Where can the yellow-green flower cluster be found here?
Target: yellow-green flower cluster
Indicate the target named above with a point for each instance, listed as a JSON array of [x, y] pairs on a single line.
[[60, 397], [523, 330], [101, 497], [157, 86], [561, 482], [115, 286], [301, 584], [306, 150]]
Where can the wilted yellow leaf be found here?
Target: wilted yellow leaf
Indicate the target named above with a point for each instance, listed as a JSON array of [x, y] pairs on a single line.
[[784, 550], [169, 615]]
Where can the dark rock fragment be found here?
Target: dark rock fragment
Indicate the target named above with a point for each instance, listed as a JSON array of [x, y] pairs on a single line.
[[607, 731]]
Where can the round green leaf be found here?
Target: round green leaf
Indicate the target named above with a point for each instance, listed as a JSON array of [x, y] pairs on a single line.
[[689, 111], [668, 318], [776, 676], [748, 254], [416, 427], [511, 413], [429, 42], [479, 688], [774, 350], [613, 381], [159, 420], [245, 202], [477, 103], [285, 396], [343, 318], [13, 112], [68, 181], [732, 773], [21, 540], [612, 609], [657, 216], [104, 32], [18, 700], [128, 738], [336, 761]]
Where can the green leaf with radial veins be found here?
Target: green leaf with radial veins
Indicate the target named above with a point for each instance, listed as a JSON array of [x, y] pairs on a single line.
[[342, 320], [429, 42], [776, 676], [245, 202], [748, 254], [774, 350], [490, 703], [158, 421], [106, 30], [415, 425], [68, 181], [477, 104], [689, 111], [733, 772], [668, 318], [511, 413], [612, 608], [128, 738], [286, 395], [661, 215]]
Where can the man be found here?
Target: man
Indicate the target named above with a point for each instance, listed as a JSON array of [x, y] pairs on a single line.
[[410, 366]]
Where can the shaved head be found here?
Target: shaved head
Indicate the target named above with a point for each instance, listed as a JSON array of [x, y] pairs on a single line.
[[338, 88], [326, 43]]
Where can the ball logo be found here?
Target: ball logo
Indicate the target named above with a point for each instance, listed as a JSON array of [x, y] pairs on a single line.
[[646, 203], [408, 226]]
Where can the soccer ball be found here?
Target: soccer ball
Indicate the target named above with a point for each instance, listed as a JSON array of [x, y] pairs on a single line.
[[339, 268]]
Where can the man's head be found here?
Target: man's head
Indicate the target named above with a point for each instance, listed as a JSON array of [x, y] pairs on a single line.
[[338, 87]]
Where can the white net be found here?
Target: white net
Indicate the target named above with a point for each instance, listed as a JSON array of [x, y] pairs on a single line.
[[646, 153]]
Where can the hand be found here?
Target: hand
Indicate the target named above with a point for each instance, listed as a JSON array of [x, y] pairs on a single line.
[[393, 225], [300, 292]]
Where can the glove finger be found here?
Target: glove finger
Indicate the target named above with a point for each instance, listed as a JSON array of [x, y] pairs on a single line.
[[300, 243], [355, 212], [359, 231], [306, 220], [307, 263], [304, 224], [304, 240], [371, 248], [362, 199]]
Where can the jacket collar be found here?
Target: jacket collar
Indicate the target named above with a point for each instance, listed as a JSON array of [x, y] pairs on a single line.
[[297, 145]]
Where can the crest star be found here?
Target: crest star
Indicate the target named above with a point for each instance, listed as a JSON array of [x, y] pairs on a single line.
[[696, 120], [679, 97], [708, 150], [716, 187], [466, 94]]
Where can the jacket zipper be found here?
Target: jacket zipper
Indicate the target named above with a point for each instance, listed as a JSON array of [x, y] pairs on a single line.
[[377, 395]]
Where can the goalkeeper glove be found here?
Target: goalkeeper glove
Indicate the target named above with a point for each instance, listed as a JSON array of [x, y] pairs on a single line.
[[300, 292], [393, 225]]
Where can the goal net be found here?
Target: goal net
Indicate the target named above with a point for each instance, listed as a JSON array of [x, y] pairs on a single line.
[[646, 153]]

+++

**ACTION ITEM**
Each line shown above must be repeated exactly.

**WRITTEN RESPONSE**
Where can the yellow-green flower cluster be found here?
Target: yellow-green flower cluster
Indicate the target named above with a point for each instance, listed as a JSON array of [x, y] pairs on a single line.
[[60, 397], [523, 330], [101, 497], [157, 86], [561, 482], [115, 286], [301, 584], [306, 150]]
Where can the wilted yellow leaf be found here?
Target: wilted yellow leaf
Indicate the target named above with a point for each instance, listed as a JSON array of [x, y] pairs on a single line.
[[784, 550], [169, 615]]
Where can the dark rock fragment be found here?
Target: dark rock fragment
Indicate the target named above with a point for each instance, listed as a JSON array of [x, y] pairs on a single line.
[[607, 731]]
Where can the round green leaf be found here?
Target: round green leaf
Indicate the target named above with a point for each instance, listed as a JSON array of [x, y] pairs on a single line.
[[689, 111], [668, 318], [776, 676], [748, 254], [416, 427], [511, 413], [429, 42], [479, 688], [774, 350], [613, 381], [159, 420], [245, 202], [477, 103], [285, 396], [343, 318], [13, 112], [68, 181], [732, 773], [21, 540], [612, 609], [657, 216], [104, 32], [18, 700], [128, 738], [336, 761]]
Where can the green leaf with radial veins be found here?
Target: green leaf with radial veins
Indicate the target named above with a point for each instance, listed as a JSON array of [x, y] pairs on a single line.
[[342, 320], [429, 42], [776, 676], [245, 202], [748, 254], [774, 350], [490, 703], [158, 421], [106, 30], [415, 425], [68, 181], [477, 104], [689, 111], [733, 772], [668, 318], [511, 413], [612, 608], [128, 738], [286, 395], [661, 215]]
Where can the man be found here?
Target: man
Indicate the target named above with a point for each instance, listed as a JSON array of [x, y] pairs on a single line.
[[410, 366]]
Where can the shaved head be found here?
Target: shaved head
Indicate the target named above with a point for each instance, listed as a JSON array of [x, y] pairs on a single line.
[[338, 88], [326, 43]]
Where can the ball logo be found here?
Target: ball logo
Indicate the target named above with a point for each instance, listed as a JSON array of [x, y] pairs on a single line.
[[646, 203], [408, 226]]
Where can the soccer ball be found here?
Target: soccer ball
Indicate the target named above with a point for each instance, listed as a JSON array of [x, y] pairs on a single line.
[[339, 268]]
Where can the man's head be found here?
Target: man's head
Indicate the target named above with a point for each instance, listed as a JSON array of [x, y] pairs on a single line.
[[338, 87]]
Where can the white net be found here?
Target: white net
Indicate the target named above with a point for each instance, listed as a JSON array of [x, y] pairs on a single line.
[[646, 153]]
Where can the hand be found here?
Target: hand
Indicate the target named above with a point for each instance, listed as a JSON array of [x, y] pairs on a single line.
[[393, 225], [300, 292]]
Where can the glove finger be found here?
Target: glove finger
Indicate the target named above with a point for each instance, listed as a JSON array of [x, y] pairs on a single line.
[[300, 243], [355, 212], [359, 231], [306, 220], [307, 263], [304, 224], [304, 240], [371, 248], [362, 199]]
Where can the jacket collar be found here?
Target: jacket collar
Indicate the target named above with a point for each instance, listed as a JSON array of [x, y] pairs on a single line.
[[297, 145]]
Where can the crest star be found here?
Target: crest star
Indicate the target named above with a point for each instance, listed as a JSON array of [x, y] pairs on a single line.
[[696, 120], [679, 97], [708, 150], [716, 187], [466, 94]]
Where can the jacket zipper be found here?
Target: jacket zipper
Indicate the target named above with a point for each instance, listed as a JSON array of [x, y] pairs on a single line.
[[377, 395]]
Where can the goalkeeper glove be found here?
Target: goalkeeper glove
Indicate the target named above with a point for each instance, listed as a JSON array of [x, y] pairs on a single line.
[[300, 292], [393, 225]]
Where can the goal net be found here?
Target: goal net
Indicate the target named above with a point for each instance, listed as a JSON array of [x, y] pairs on a single line.
[[646, 153]]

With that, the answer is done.